**Pointing dataset records:**
______
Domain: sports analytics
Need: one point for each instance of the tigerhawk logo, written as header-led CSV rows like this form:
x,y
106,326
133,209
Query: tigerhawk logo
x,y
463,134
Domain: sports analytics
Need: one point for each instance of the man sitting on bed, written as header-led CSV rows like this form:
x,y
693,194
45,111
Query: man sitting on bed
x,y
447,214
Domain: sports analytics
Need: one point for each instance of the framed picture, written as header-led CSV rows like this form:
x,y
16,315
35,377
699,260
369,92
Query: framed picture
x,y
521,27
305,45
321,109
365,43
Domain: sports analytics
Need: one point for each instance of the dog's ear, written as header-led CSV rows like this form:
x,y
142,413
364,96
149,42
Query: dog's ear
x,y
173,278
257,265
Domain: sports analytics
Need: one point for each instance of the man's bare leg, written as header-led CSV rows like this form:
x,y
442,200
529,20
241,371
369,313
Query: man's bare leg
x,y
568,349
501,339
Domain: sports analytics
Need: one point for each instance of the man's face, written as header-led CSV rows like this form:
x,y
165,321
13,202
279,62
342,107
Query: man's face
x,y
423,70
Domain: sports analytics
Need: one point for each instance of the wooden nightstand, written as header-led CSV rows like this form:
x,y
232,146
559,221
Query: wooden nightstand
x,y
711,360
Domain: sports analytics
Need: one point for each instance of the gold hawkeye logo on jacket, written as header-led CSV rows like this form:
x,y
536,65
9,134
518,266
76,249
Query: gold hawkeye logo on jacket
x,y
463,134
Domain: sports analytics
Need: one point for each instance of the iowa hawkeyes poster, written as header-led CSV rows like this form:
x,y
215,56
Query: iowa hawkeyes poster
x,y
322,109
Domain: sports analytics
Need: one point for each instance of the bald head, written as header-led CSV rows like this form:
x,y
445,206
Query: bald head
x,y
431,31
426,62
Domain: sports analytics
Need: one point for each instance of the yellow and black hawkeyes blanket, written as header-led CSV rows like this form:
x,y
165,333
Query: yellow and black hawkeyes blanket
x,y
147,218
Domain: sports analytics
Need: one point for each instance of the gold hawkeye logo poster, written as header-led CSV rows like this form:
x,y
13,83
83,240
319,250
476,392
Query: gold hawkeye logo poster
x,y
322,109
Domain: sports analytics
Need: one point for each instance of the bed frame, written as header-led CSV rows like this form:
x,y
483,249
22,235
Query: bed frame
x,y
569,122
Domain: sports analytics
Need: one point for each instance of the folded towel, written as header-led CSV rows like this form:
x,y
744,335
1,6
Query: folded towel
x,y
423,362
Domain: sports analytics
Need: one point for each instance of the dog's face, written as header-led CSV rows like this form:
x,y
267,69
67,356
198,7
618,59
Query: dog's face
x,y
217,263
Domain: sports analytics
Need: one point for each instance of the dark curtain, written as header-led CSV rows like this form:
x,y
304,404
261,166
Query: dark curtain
______
**Problem:**
Exactly as they are written, print the entries again.

**Solution for this exercise:**
Domain: sports analytics
Need: one point for each instance of the tigerhawk logo, written as header-led CSV rows like this form:
x,y
106,326
133,209
Query: tigerhawk logo
x,y
463,134
Domain: sports analytics
Need: one point for each instance of the man sitting on bed, written as header-led CSV rows like this form:
x,y
693,194
45,111
Query: man sitting on bed
x,y
447,214
Domain: sports analytics
Need: one point for each instance of the framed picture, written as header-led CSV rows like this form:
x,y
16,315
35,377
699,260
369,92
Query: framed picture
x,y
521,27
305,45
321,109
365,43
Domain: sports analytics
Need: one point for each instance of the dog's ear, written as header-led CSV rows like this form:
x,y
142,413
364,96
149,42
Query: dog's ear
x,y
173,278
257,265
Domain: sports analytics
Need: one point for each instance of the man's bare leg, written as header-led CSV rows like this form:
x,y
442,200
529,20
241,371
369,313
Query: man's bare leg
x,y
568,349
501,339
Domain: sports analytics
Need: one point for each instance of the man's face, written as header-led CSV rows like this form:
x,y
165,321
13,202
279,62
342,107
Query: man's face
x,y
423,70
Domain: sports analytics
Need: one point for each instance of the wooden nightstand, written as header-led CSV rows like this form:
x,y
232,146
559,221
Query: wooden nightstand
x,y
711,360
Domain: sports analytics
Need: one point for each instance of the gold hawkeye logo on jacket, written as header-led CSV rows like this form:
x,y
536,65
9,134
518,266
76,249
Query: gold hawkeye logo on jacket
x,y
463,134
Domain: sports analytics
Need: one point for each instance of the iowa hawkeyes poster, written as header-led CSV rows like this form:
x,y
215,56
Query: iowa hawkeyes poster
x,y
322,109
Domain: sports analytics
Need: one point for each instance of the bald head, written as header-led CSV rows like this form:
x,y
445,206
Query: bald head
x,y
431,31
426,62
Domain: sports analytics
Need: one point for each instance of the yellow and black hawkeyes blanket, written as header-led CSV rows like this form:
x,y
165,333
Query: yellow and black hawkeyes blanket
x,y
147,218
Domain: sports analytics
Need: one point for each instance of the gold hawkeye logo poster, written as header-led CSV rows like this form:
x,y
13,83
83,240
319,250
476,392
Query: gold hawkeye logo poster
x,y
322,109
Domain: sports analytics
Need: one point for each instance of the bed frame, written as header-led CSV rows like this form:
x,y
483,249
22,235
Query: bed frame
x,y
569,122
Domain: sports analytics
Need: one point for each instance of the folded towel, written as header-led CSV rows like this form:
x,y
744,335
1,6
Query: folded towel
x,y
423,362
Domain: sports analytics
Need: one point for each instance of the dog's face, written as header-led CSV rows like this form:
x,y
267,69
67,356
198,7
618,59
Query: dog's face
x,y
217,263
Domain: sports analytics
Need: one point for each instance of the dark curtain, written as header-led CSV rows like this form:
x,y
304,404
261,166
Query: dark curtain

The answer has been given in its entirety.